Repeat each entry verbatim.

(Given entries begins)

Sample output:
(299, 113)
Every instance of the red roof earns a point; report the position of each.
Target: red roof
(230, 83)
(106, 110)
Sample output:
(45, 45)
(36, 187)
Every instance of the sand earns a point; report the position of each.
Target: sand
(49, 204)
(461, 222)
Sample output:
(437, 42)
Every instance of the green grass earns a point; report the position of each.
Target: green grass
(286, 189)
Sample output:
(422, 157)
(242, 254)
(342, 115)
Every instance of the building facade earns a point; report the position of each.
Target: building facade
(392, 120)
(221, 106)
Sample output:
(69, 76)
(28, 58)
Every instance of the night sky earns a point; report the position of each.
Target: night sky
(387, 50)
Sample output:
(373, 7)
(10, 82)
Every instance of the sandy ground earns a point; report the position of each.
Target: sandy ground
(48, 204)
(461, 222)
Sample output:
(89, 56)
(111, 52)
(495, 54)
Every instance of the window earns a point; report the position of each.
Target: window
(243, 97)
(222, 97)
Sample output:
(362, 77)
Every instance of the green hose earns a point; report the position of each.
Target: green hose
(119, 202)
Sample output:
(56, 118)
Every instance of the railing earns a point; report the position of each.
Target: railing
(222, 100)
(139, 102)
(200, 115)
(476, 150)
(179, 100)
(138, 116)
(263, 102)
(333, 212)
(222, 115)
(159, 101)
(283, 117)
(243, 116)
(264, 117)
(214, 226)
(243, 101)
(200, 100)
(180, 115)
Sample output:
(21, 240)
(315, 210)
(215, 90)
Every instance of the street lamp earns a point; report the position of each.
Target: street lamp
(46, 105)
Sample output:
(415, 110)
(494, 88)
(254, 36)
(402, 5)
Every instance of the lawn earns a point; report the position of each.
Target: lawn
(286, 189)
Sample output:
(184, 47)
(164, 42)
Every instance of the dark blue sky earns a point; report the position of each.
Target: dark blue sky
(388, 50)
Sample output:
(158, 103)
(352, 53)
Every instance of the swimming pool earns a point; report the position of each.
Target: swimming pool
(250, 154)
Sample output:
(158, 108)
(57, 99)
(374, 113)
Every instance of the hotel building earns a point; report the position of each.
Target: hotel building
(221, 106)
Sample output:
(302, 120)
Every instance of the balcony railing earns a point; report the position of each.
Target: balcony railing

(Given entries ends)

■ **Solution**:
Sample output:
(299, 113)
Every instance of the red roof earns a point; report the position of each.
Target: red roof
(230, 83)
(106, 110)
Sample output:
(45, 45)
(36, 187)
Every instance of the sand earns a point; report the position of each.
Target: sand
(49, 204)
(461, 222)
Sample output:
(437, 42)
Every instance of the green grass earns a point; report the position of each.
Target: green grass
(286, 189)
Sample output:
(422, 157)
(242, 254)
(342, 115)
Every instance of the building facade earns a point; report the position of each.
Target: building facade
(392, 120)
(221, 106)
Sample output:
(69, 76)
(28, 58)
Every instance of the night sky earns a point; report the position of each.
Target: night sky
(387, 50)
Sample output:
(373, 7)
(10, 82)
Every instance of the sandy ground earns a point; report the position of each.
Target: sandy ground
(48, 204)
(461, 222)
Sample output:
(89, 56)
(111, 52)
(495, 54)
Every instance of the window earns a point; report the position of each.
Target: window
(243, 97)
(222, 97)
Sample output:
(362, 77)
Every instance of the green hose earns a point; report the position of each.
Target: green hose
(119, 202)
Sample output:
(56, 118)
Every instance of the railing earns a point; report the position of each.
Target: railing
(222, 100)
(139, 102)
(200, 115)
(476, 150)
(179, 100)
(138, 116)
(263, 102)
(333, 212)
(222, 115)
(159, 101)
(283, 117)
(243, 116)
(264, 117)
(214, 226)
(243, 101)
(200, 100)
(180, 115)
Sample output:
(21, 240)
(315, 210)
(215, 90)
Every instance of the street lamp earns a point; report the position of each.
Target: street lamp
(46, 105)
Sample output:
(415, 110)
(494, 88)
(254, 36)
(402, 5)
Every instance of the lawn earns a point; report the position of each.
Target: lawn
(286, 189)
Sample output:
(184, 47)
(164, 42)
Every instance of the dark blue sky earns a point; report the position of each.
Target: dark blue sky
(388, 50)
Sample output:
(158, 103)
(352, 53)
Every instance of the swimming pool earns a point; report the position of each.
Target: swimming pool
(250, 154)
Sample output:
(158, 108)
(57, 99)
(374, 113)
Every instance of the hotel building earns a point; report the position of each.
Target: hotel building
(221, 106)
Sample output:
(302, 120)
Every instance of the balcony railing earns a point; report the position of each.
Target: balcony railing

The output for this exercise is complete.